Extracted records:
·····

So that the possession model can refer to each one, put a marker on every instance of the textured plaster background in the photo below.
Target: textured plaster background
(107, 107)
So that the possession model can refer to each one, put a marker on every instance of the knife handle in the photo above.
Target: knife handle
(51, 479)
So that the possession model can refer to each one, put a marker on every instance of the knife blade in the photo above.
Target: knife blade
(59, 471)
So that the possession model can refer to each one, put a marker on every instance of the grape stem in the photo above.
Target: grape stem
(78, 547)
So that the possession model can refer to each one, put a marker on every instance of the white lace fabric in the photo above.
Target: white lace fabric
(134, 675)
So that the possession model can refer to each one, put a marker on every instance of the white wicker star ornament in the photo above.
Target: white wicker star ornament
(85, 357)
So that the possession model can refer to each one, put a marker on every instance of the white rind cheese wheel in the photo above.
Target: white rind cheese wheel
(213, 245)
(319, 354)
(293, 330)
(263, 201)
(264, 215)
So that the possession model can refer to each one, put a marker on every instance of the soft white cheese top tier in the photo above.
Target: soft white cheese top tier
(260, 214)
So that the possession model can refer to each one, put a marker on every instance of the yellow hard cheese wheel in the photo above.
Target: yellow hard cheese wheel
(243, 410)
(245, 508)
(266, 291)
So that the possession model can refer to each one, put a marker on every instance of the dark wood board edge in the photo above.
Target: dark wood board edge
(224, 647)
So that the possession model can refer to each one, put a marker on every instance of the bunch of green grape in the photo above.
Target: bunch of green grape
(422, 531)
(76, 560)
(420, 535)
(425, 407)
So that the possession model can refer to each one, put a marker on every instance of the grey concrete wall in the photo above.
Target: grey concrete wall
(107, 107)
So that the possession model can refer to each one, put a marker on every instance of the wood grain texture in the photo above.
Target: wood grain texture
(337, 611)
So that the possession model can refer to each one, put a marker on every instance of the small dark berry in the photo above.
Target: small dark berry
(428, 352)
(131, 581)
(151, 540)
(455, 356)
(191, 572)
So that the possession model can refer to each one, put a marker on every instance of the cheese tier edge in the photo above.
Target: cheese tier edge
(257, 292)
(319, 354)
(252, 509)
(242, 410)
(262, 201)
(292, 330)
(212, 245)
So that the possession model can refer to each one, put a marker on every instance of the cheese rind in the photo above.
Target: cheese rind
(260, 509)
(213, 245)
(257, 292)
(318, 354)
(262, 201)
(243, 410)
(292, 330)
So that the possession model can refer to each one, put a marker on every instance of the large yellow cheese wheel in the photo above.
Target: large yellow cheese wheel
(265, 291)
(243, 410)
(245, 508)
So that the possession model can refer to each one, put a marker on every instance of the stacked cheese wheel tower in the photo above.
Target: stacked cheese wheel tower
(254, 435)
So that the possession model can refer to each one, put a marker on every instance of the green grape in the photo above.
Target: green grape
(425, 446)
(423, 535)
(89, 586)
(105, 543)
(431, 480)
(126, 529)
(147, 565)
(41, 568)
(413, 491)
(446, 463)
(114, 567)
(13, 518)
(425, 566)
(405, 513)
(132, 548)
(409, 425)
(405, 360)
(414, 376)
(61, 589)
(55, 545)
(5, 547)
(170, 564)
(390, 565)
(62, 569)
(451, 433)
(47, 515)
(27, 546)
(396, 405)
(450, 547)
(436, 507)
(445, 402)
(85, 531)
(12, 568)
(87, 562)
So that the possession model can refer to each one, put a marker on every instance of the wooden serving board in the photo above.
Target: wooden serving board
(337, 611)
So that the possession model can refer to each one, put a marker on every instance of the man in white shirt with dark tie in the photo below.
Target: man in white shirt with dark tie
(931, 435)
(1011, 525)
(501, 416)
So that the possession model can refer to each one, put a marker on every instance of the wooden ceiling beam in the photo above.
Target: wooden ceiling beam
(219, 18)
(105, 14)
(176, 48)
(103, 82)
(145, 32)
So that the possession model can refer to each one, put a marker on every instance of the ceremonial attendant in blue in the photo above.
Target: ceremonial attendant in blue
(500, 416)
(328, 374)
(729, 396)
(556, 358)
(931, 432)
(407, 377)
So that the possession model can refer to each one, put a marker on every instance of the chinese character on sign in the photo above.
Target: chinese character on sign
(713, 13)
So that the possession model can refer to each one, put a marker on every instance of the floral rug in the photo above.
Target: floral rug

·····

Task: Give every record again, exactly as it appears.

Task result:
So that the possession model can refer to each one, put a marker on every instance of the textured plaster background in the photo below.
Target: textured plaster background
(107, 107)
So that the possession model can refer to each one, put a marker on every instance of the knife handle in the photo above.
Target: knife handle
(51, 479)
So that the possession model can refer to each one, put a marker on every instance of the knife blade in the photo above.
Target: knife blade
(59, 471)
So that the possession model can refer to each one, put a marker on every instance of the grape stem in the photo above.
Target: grape stem
(78, 547)
So that the possession model can refer to each one, put a marker on every instance of the white lace fabric in the photo above.
Target: white lace fabric
(134, 675)
So that the possession model can refer to each one, put a marker on every instance of the white wicker star ornament in the photo above.
Target: white wicker star ornament
(85, 357)
So that the possession model can refer to each one, put a marker on every instance of the white rind cheese wheel in the photo above.
Target: white rind cheese wheel
(213, 245)
(319, 354)
(293, 330)
(263, 201)
(264, 215)
So that the possession model can refer to each one, put a marker on every instance of the soft white cheese top tier in the photo above.
Target: soft white cheese top tier
(260, 214)
So that the possession model can refer to each one, put a marker on every instance of the yellow hard cheese wheel in the photo above.
Target: yellow hard cheese wheel
(243, 410)
(245, 508)
(266, 291)
So that the possession model can refer to each one, put a marker on every instance of the dark wood board edge in the photo above.
Target: dark wood board edge
(224, 647)
So that the possession model can refer to each one, put a marker on every instance of the bunch of green grape in the photo above.
Target: bunch of green grape
(422, 531)
(76, 560)
(420, 535)
(425, 407)
So that the possession model can refer to each one, put a marker on every instance of the grey concrete wall in the photo above.
Target: grey concrete wall
(107, 107)
So that the possession model can refer to each one, put a marker on every instance of the wood grain texture in the photo above.
Target: wood grain texture
(337, 611)
So that the possession model can refer to each one, put a marker on every instance of the small dark berry in the photo above.
Target: small dark berry
(428, 352)
(131, 581)
(151, 540)
(455, 356)
(191, 572)
So that the possession model can refer to each one, put a marker on every instance of the cheese tier edge in the photo above.
Target: cheese tier edge
(257, 292)
(319, 354)
(252, 509)
(242, 410)
(262, 201)
(292, 330)
(212, 245)
So that the possession model can refer to each one, put a marker on every instance of the cheese rind in the photo above.
Target: cheese rind
(260, 509)
(213, 245)
(257, 292)
(318, 354)
(262, 201)
(243, 410)
(292, 330)
So that the possession model can refer to each one, put a marker on every instance of the large yellow cheese wheel in the photo above.
Target: large yellow cheese wheel
(265, 291)
(243, 410)
(245, 508)
So that the possession model can refer to each one, put a marker on every instance of the stacked cheese wheel tower in the photo above.
Target: stacked cheese wheel tower
(254, 435)
So that the possession model can refer to each one, put a marker on every instance of the green grape in the photo above.
Target: green grape
(425, 446)
(423, 535)
(89, 586)
(105, 543)
(431, 480)
(126, 529)
(147, 565)
(41, 568)
(413, 491)
(446, 463)
(114, 567)
(13, 518)
(425, 566)
(405, 513)
(132, 548)
(409, 425)
(405, 360)
(414, 376)
(61, 589)
(55, 545)
(5, 547)
(170, 564)
(390, 565)
(62, 569)
(451, 433)
(47, 515)
(27, 546)
(396, 405)
(450, 547)
(436, 507)
(445, 402)
(85, 531)
(12, 568)
(87, 562)
So that the possession model can refer to each one, put a marker on every instance of the wooden serving board in the photo above.
Target: wooden serving board
(337, 611)
So that the possession model can refer to each one, put a marker on every instance of the man in white shirt with dark tie in the photo below.
Target: man in white shirt with dark tie
(931, 435)
(1011, 525)
(501, 416)
So that the possession model can refer to each one, put a marker on every instance of the wooden ceiling beam in the photo above.
Target: wooden ceiling beam
(219, 18)
(105, 14)
(176, 48)
(103, 82)
(145, 32)
So that the possession model can refer to each one, put a marker on every instance of the ceremonial attendant in blue in the photo above.
Target: ceremonial attendant in blue
(500, 416)
(328, 374)
(729, 396)
(556, 358)
(931, 432)
(407, 377)
So that the possession model can refer to each one, put a marker on every instance of the chinese character on sign in the photo above.
Target: chinese character on sign
(713, 13)
So that the possession model can refer to each one, put a marker on every instance of the floral rug in the photo above.
Target: floral rug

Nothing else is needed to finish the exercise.